Task requirements
Put the listing below into a Markdown table with the columns "No." and "Text". Start at the beginning of the listing and end at the line containing "[[76,76],[74,26],[59,18],[45,18],[29,28],[28,75]]", including both ends, and skip blank lines and the pictures.

Given data

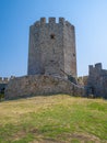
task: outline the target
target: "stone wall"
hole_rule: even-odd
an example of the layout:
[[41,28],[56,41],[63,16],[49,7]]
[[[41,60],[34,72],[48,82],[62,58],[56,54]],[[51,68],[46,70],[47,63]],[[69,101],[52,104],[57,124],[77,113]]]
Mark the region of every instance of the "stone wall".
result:
[[107,98],[107,70],[102,68],[100,63],[88,66],[86,95]]
[[76,76],[74,26],[59,18],[45,18],[29,28],[28,75]]
[[32,97],[40,95],[69,94],[72,96],[84,95],[84,88],[67,79],[46,75],[16,77],[11,79],[5,88],[5,99]]

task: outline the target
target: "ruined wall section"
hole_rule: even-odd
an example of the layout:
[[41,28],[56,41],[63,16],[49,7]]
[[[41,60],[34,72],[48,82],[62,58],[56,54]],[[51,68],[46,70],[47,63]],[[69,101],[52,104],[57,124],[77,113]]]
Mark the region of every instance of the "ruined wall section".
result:
[[95,66],[88,67],[87,95],[92,94],[94,97],[107,98],[107,70],[102,68],[102,64],[97,63]]
[[28,75],[40,74],[39,29],[39,21],[29,28]]
[[40,20],[40,52],[41,52],[41,73],[46,75],[62,76],[64,69],[63,57],[63,24],[56,23],[55,18],[49,18],[49,23]]
[[76,51],[75,51],[75,32],[74,26],[66,21],[64,33],[64,70],[76,77]]
[[29,29],[28,75],[76,76],[74,26],[59,18],[45,18]]

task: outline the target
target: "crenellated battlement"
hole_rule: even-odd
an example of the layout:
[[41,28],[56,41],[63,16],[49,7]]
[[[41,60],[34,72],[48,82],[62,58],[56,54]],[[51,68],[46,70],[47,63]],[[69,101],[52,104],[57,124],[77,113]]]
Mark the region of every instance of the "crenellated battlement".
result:
[[46,18],[40,18],[39,21],[36,21],[34,23],[35,26],[40,26],[40,25],[45,25],[45,24],[66,24],[69,23],[68,21],[64,20],[64,18],[59,18],[58,22],[56,20],[56,18],[48,18],[48,20]]
[[28,75],[76,76],[74,26],[64,18],[40,18],[29,28]]
[[8,84],[10,79],[13,79],[14,76],[11,77],[0,77],[0,84]]

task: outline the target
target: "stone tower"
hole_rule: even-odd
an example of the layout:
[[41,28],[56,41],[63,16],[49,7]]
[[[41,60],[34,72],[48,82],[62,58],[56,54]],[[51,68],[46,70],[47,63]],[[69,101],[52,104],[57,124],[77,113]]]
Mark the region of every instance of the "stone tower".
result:
[[31,25],[27,75],[76,76],[74,34],[74,26],[63,18],[58,23],[41,18]]

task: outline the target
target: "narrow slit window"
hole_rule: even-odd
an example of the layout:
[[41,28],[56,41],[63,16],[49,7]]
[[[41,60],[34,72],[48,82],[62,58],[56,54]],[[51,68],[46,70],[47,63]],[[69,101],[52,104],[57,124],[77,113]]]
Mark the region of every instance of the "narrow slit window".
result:
[[51,35],[50,35],[50,38],[51,38],[51,40],[55,40],[55,34],[51,34]]

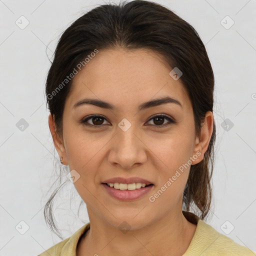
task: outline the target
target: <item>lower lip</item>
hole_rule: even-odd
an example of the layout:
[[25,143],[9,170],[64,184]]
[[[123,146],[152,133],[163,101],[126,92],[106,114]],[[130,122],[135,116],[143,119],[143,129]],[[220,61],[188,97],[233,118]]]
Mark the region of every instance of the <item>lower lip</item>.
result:
[[102,185],[110,196],[122,201],[130,201],[138,199],[148,193],[154,186],[152,184],[138,190],[120,190],[111,188],[103,183],[102,183]]

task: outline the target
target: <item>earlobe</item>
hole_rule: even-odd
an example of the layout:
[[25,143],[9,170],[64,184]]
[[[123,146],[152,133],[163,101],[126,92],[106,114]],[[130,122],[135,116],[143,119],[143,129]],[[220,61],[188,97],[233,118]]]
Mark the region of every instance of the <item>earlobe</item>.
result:
[[54,118],[50,114],[49,114],[48,117],[48,124],[55,148],[58,152],[60,158],[62,158],[63,160],[62,163],[63,164],[64,159],[66,158],[65,148],[61,138],[57,132],[56,124],[54,120]]
[[201,127],[200,140],[198,136],[196,138],[194,154],[197,154],[198,157],[194,162],[193,164],[198,164],[204,159],[204,154],[207,150],[212,134],[214,121],[212,112],[207,112],[206,114],[204,122]]

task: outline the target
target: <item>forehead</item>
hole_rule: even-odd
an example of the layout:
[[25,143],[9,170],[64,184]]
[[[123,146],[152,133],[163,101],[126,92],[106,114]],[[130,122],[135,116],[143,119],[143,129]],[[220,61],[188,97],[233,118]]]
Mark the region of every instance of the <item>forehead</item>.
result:
[[134,108],[140,102],[168,96],[189,107],[181,80],[161,56],[146,49],[99,50],[73,78],[66,104],[72,108],[84,98],[103,100],[117,108]]

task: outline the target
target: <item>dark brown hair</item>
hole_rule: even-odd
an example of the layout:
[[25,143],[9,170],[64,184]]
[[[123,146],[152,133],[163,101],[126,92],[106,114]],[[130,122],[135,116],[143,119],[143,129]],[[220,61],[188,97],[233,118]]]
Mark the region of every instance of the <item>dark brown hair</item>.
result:
[[[205,114],[212,112],[214,104],[214,76],[204,46],[194,28],[172,10],[153,2],[138,0],[94,8],[76,20],[62,35],[46,86],[48,107],[58,134],[62,136],[64,108],[72,86],[72,80],[64,84],[63,81],[96,49],[120,47],[128,50],[152,50],[161,54],[170,68],[178,67],[182,70],[180,79],[191,100],[199,136]],[[56,90],[62,83],[61,90]],[[204,160],[191,166],[184,193],[184,210],[189,211],[192,208],[202,220],[210,210],[215,138],[214,124]],[[44,211],[46,224],[57,234],[52,207],[60,188],[52,194]]]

Response below
| No. | Text |
|---|---|
| 1 | task: outline the target |
| 2 | target: "stone wall" |
| 3 | hole_rule: even-odd |
| 4 | an example of the layout: |
| 5 | [[41,28],[56,41],[63,16],[49,7]] |
| 6 | [[[41,60],[34,72],[48,82],[62,58],[56,54]],[[51,68],[46,70],[47,63]],[[69,101],[52,104],[57,124],[77,113]]] |
| 7 | Mark the region of every instance of the "stone wall". |
| 8 | result: |
| 9 | [[107,98],[107,70],[102,68],[100,63],[88,66],[86,95]] |
| 10 | [[76,76],[74,26],[59,18],[45,18],[29,28],[28,75]] |